[WHAT NEEDS TO BE DONE]: Using the entries that follow, collect the lines where the word "below" appears.

Start of RECORDS FOR PROCESSING

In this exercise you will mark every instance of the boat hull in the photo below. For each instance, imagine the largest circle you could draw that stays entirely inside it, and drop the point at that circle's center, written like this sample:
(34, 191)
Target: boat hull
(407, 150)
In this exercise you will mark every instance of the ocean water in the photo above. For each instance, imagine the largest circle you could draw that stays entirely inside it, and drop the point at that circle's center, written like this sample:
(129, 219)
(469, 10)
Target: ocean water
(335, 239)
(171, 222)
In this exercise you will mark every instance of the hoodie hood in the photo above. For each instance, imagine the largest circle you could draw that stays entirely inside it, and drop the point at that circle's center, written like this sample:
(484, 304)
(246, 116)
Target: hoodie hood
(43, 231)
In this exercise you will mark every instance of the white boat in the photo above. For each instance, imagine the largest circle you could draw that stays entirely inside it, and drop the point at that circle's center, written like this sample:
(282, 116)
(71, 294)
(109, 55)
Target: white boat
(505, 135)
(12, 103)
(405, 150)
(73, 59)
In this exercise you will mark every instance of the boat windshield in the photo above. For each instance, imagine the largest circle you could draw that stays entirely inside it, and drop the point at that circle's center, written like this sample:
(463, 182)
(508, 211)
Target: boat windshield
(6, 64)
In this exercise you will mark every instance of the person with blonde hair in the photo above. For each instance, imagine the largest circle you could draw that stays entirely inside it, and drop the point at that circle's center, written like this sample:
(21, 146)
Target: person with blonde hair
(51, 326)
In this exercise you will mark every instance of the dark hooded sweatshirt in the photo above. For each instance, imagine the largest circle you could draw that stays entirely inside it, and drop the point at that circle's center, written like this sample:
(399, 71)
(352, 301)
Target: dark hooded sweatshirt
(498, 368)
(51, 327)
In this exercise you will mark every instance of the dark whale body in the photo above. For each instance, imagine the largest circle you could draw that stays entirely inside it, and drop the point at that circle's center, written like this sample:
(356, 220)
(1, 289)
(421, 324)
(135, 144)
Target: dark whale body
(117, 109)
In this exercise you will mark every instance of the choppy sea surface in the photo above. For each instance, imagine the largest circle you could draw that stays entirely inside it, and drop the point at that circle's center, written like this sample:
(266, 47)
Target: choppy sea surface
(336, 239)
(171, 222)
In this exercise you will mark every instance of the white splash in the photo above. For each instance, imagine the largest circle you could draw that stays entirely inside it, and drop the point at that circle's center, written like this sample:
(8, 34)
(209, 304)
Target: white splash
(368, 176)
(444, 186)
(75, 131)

End of RECORDS FOR PROCESSING
Start of RECORDS FOR PROCESSING

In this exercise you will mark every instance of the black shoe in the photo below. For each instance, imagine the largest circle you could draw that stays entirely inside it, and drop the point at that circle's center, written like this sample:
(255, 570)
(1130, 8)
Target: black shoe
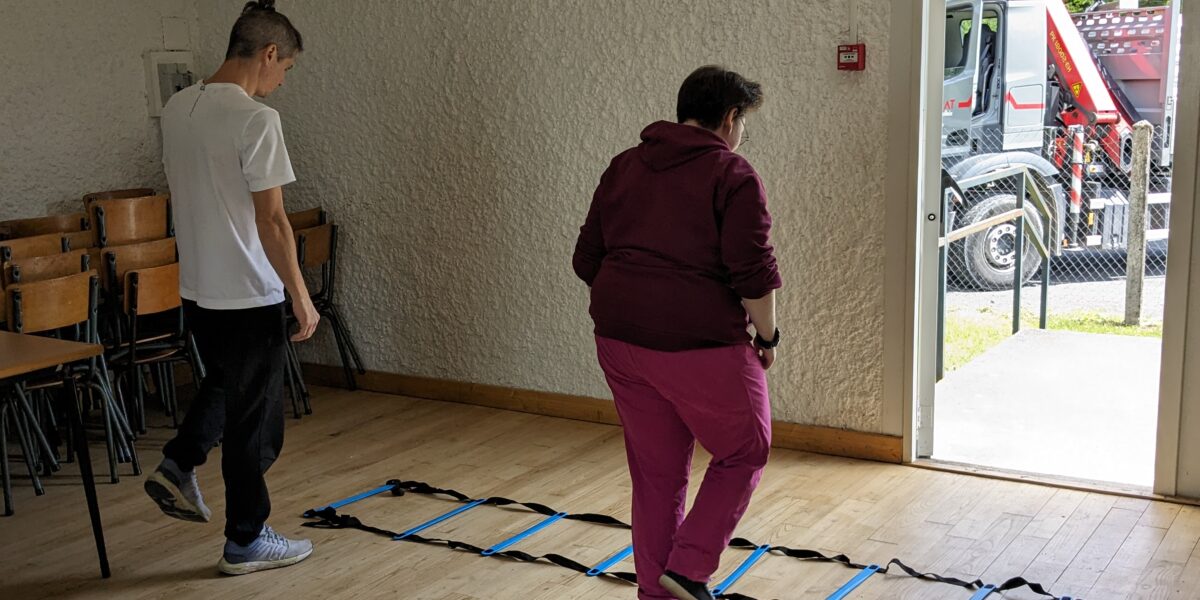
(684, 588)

End of RECORDS FOR PROCESSING

[ANSWER TO THE EXERCISE]:
In this exercise you will mark every instance of the boat hull in the photo below. For each instance, imagine the largest circle you could draw that stays entirely inside it, and drop the point at that circle's center, written like this sample:
In this exercise you will mark every instance of the black shoe in the photo below. For each instance, imagine the largest circle you could draw that stays entirely inside it, and drop the point at that circle's center, written like this sample:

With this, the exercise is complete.